Output exactly those lines of the data that lie between the line containing "Query: white foamy water" and the final line, both ends counted.
★ ★ ★ ★ ★ ★ ★
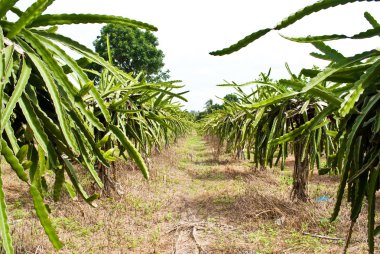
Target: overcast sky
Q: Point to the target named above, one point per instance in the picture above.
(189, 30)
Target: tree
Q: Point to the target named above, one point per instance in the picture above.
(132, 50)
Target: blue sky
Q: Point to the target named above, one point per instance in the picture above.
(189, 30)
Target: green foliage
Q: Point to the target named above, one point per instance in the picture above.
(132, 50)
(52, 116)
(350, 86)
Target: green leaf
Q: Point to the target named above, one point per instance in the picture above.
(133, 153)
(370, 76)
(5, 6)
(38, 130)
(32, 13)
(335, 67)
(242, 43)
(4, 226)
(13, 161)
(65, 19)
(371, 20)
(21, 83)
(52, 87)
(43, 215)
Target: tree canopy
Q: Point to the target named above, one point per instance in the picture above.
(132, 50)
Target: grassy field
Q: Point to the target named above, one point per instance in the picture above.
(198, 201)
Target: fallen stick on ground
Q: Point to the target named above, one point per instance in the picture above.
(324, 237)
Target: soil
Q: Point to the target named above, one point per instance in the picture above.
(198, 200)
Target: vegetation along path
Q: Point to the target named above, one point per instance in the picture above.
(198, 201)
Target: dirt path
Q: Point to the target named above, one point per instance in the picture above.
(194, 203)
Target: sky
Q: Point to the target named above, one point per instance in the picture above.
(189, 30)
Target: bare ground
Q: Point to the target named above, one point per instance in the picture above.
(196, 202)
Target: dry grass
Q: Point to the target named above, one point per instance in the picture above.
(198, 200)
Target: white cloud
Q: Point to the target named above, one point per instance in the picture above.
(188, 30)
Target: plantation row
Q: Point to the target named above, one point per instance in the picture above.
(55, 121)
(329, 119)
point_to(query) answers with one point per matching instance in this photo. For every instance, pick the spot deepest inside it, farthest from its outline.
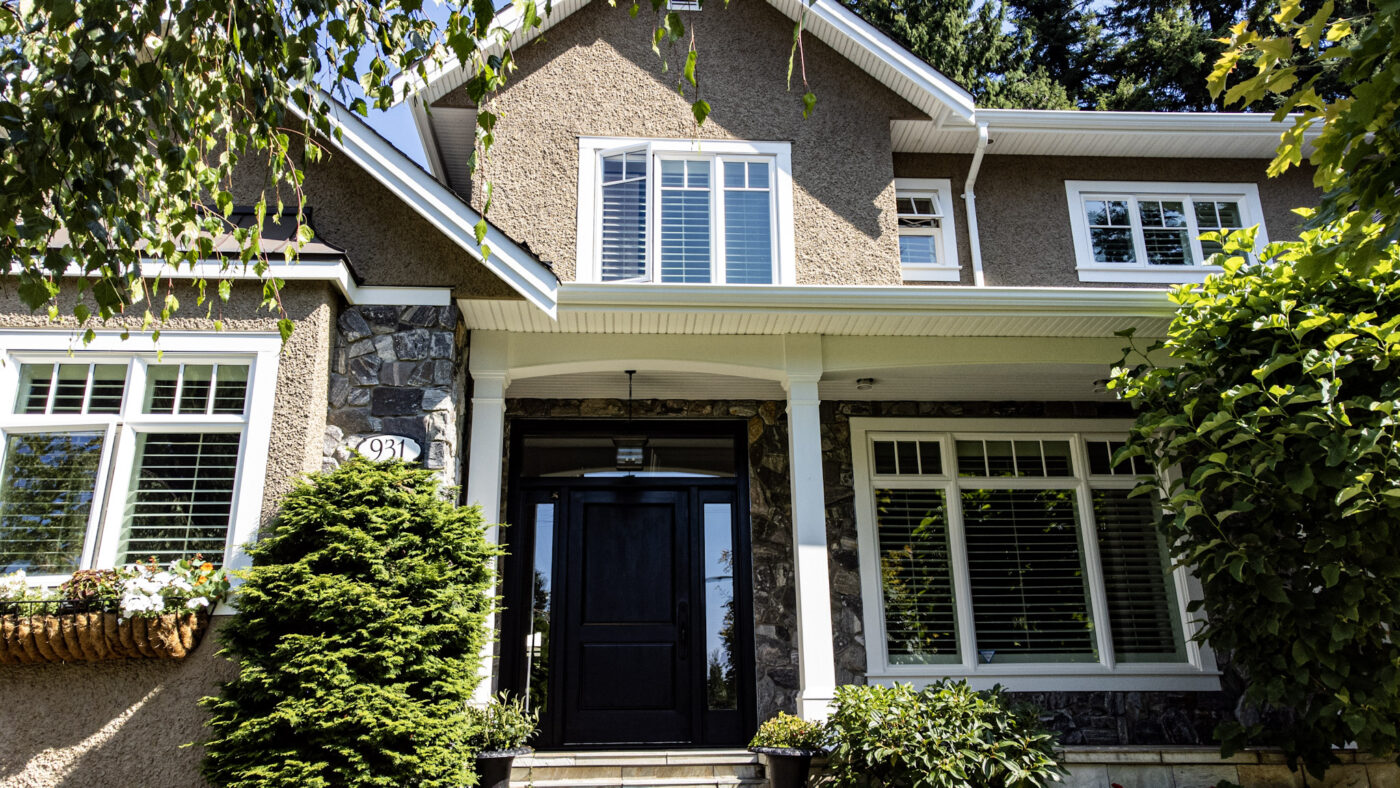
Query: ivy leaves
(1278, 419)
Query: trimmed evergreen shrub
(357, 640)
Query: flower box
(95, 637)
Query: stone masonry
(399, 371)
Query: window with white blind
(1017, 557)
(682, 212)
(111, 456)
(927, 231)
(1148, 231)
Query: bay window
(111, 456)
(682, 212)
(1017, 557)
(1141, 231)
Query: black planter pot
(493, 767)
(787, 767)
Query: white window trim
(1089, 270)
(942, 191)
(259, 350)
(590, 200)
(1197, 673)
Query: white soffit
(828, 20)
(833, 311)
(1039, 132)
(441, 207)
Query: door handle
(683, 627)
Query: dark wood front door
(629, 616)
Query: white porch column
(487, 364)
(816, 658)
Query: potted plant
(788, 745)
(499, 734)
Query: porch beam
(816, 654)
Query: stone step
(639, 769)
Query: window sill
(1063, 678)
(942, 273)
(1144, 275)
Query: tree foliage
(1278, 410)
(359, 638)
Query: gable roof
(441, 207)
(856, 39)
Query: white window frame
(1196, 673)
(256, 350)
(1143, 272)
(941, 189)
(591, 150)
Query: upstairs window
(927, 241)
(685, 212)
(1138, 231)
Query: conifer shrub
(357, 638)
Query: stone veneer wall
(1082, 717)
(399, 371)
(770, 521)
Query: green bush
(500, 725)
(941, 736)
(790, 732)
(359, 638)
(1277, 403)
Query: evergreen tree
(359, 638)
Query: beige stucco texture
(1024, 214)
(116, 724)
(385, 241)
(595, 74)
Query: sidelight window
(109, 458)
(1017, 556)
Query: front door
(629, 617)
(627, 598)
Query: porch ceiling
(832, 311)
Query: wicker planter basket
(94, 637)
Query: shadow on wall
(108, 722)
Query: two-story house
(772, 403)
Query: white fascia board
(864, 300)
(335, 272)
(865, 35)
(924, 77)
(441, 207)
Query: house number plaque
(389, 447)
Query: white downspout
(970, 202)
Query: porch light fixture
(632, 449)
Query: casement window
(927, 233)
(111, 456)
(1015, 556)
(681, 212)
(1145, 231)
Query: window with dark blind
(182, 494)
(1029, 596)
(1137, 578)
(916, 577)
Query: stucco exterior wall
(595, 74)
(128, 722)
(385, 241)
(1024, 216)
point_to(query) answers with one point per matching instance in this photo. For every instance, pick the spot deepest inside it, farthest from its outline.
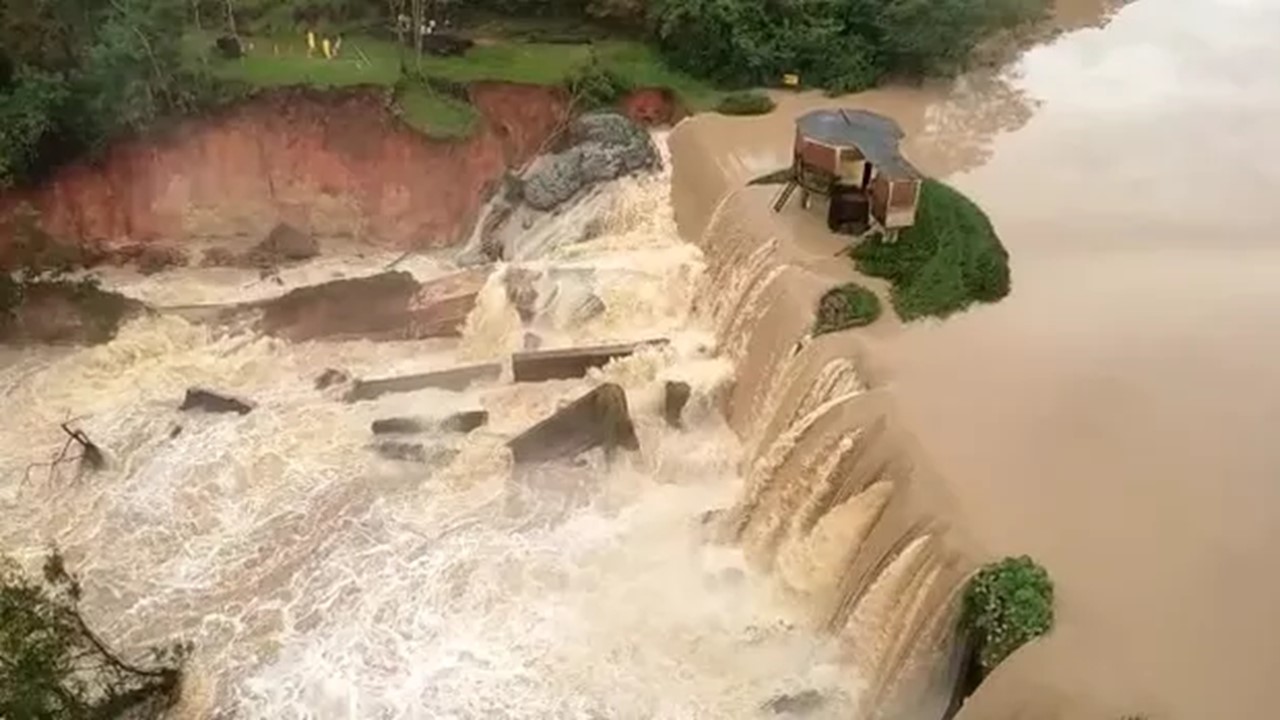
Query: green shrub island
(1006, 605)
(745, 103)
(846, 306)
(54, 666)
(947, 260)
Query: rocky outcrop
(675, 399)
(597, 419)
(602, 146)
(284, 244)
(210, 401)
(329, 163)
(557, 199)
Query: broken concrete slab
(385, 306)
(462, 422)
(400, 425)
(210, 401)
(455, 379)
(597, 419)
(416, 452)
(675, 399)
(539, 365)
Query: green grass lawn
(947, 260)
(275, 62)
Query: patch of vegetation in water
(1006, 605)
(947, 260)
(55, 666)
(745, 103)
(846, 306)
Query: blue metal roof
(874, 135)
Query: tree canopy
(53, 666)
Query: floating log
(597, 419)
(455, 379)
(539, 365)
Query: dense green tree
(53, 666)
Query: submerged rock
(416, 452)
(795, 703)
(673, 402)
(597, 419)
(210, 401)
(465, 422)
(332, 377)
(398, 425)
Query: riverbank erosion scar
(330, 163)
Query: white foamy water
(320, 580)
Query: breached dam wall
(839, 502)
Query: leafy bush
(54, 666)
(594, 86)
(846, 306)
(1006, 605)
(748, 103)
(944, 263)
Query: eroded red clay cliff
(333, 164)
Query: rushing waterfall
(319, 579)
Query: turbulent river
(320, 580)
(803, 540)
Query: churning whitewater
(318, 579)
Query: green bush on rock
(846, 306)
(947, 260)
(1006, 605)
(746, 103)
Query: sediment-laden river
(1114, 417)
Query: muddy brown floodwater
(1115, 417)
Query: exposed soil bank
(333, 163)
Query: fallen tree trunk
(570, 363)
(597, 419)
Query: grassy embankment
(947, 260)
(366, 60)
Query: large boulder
★ ★ ★ ★ ★ ★ ★
§ **EXPECTED OUTPUT**
Query: white foamy water
(320, 580)
Query: breached dam wall
(839, 502)
Query: leafy bush
(54, 666)
(594, 86)
(846, 306)
(1006, 605)
(748, 103)
(944, 263)
Query: eroded red clay cliff
(333, 164)
Query: rushing waterfall
(319, 579)
Query: turbulent river
(320, 580)
(803, 540)
Query: churning whitewater
(318, 579)
Query: green bush on rock
(846, 306)
(947, 260)
(1006, 605)
(746, 103)
Query: sediment-laden river
(1114, 417)
Query: muddy brown floodwater
(1115, 417)
Query: exposed soil bank
(333, 163)
Query: fallen tree trunk
(570, 363)
(597, 419)
Query: grassy embankment
(947, 260)
(366, 60)
Query: large boulder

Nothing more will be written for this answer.